Extrait du document:

WADE ET SES «TRANSHUMANTS»
(…) Me Wade, (…) avait (…) toujours une préférence pour les plus mauvais gestionnaires des socialistes et pour ceux et celles qui lui étaient les plus hostiles. Ainsi, Abdoulaye Diack le «parrain», questeur inamovible de l'Assemblée nationale du temps des socialistes, qui avait «oublié» 200 millions de francs Cfa (les salaires des personnels de cette Institution) dans un taxi ; Sada Ndiaye, le bourreau du Coud ; Adama Sall, qui avait mis à genou la Sapco ; Landing Sané, qui confiait de gros marchés de gré à gré à des entrepreneurs-tailleurs ; Abdourahmane Sow, accusé d'un détournement de 5 milliards de francs Cfa lorsqu'il était directeur général de la Caisse de péréquation et de stabilisation des prix ; Salif Bâ, pratiquement inconnu avant le 19 mars 2000 et dont on dit qu'il était toujours accroché aux basques de l'ancien ministre d'Etat Ousmane Tanor Dieng et lui ferait le thé les week-ends ; les deux homonymes Aïda Diongue et Aïda Mbodj ; Assane Diagne, qui a mis à sac la Sicap dont il était le directeur général pendant de longues années, etc. La part belle est donc paradoxalement faite aujourd'hui à ces néo-libéraux, souvent au détriment des libéraux des premières heures (…) Me Mbaye Jacques Diop qui en fit voir de toutes les couleurs à l'opposition dans sa ville de Rufisque et qui traitait Me Wade de bandit de grand chemin, trône aujourd'hui à la tête du Craes. C'est la quatrième personnalité de l'Etat, après le président de la République, le président de l'Assemblée nationale et le Premier ministre alors que, pendant 42 ans de militantisme actif dans le Ps, il n'a jamais été plus que député dans ce parti. Parmi les membres du bureau du Craes, on trouve comme secrétaire élue, Mme Aïda Diongue, présidente jusqu'au 27 mars 1990 de la tonitruante et activiste «Association des Amis de Jean Collin». (…) Mme Diongue se signalait particulièrement par son insolence à l'endroit de Me Wade et son activisme débordant contre l'opposition en général. Abdou Fall, ministre libéral de la Santé et de la Prévention médicale en a été un témoin «privilégié», lui qui a été son adversaire dans les premiers Hlm de Dakar.

Consigne:
Quelles personnalités de l'État l'extrait place-t-il avant celui qui est à la tête du Craes ? Les lignes qui suivent ne sont pas nécessaires.

Extraits de lignes:
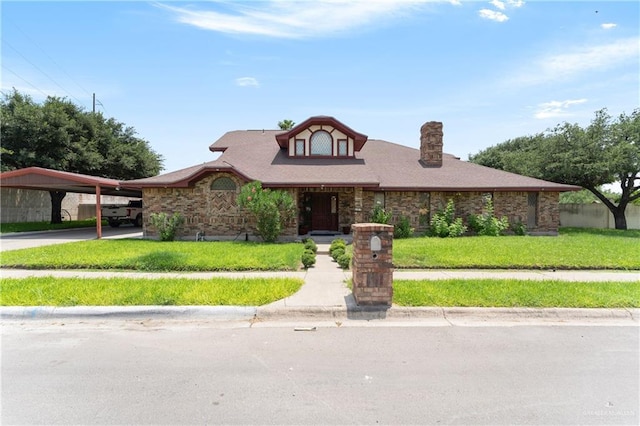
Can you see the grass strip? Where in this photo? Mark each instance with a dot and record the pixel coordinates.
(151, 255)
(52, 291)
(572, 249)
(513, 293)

---

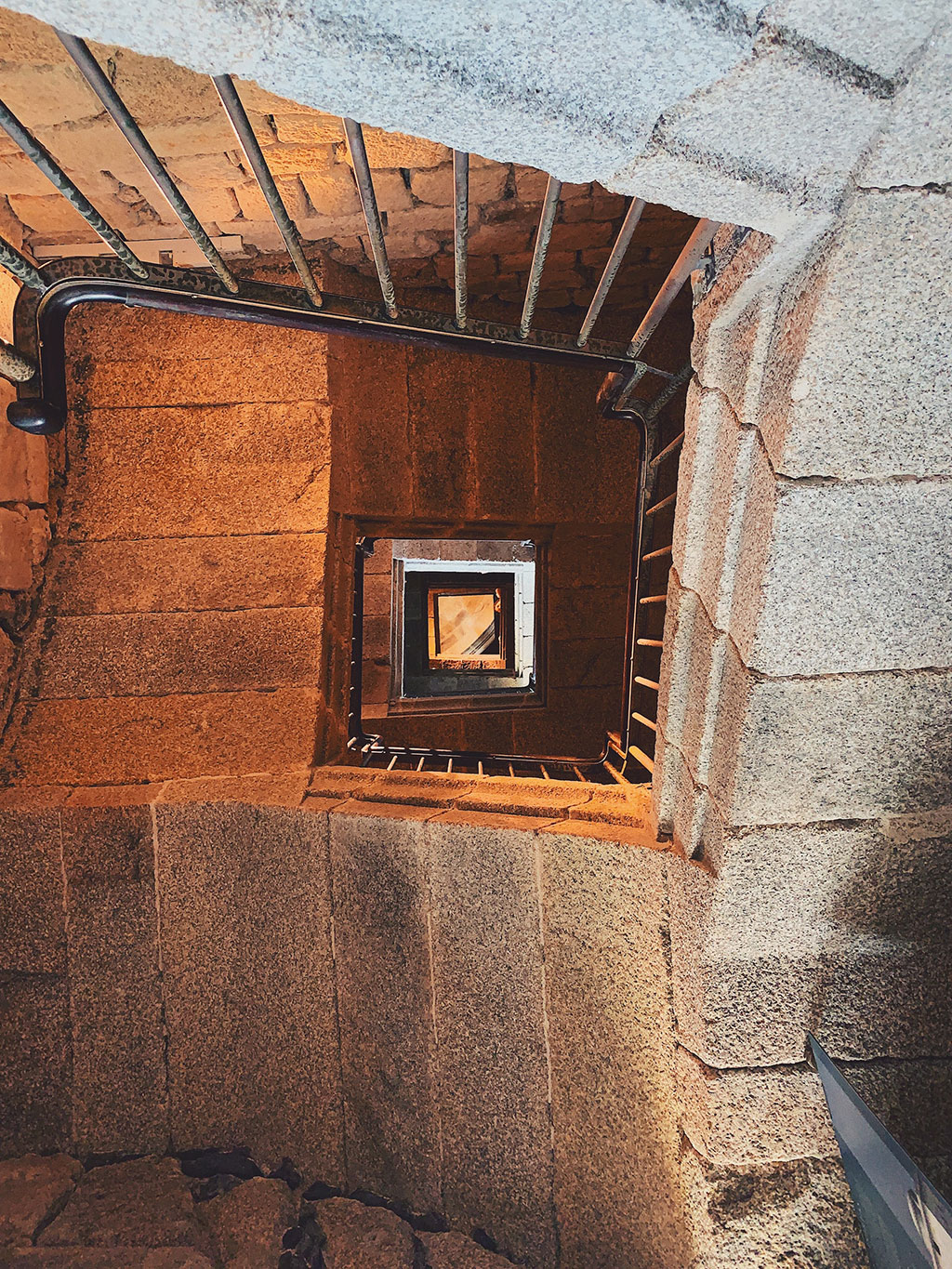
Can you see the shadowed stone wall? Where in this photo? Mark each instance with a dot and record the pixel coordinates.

* * *

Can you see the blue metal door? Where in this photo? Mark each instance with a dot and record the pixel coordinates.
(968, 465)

Résultat:
Le président de la République, le président de l'Assemblée nationale et le Premier ministre.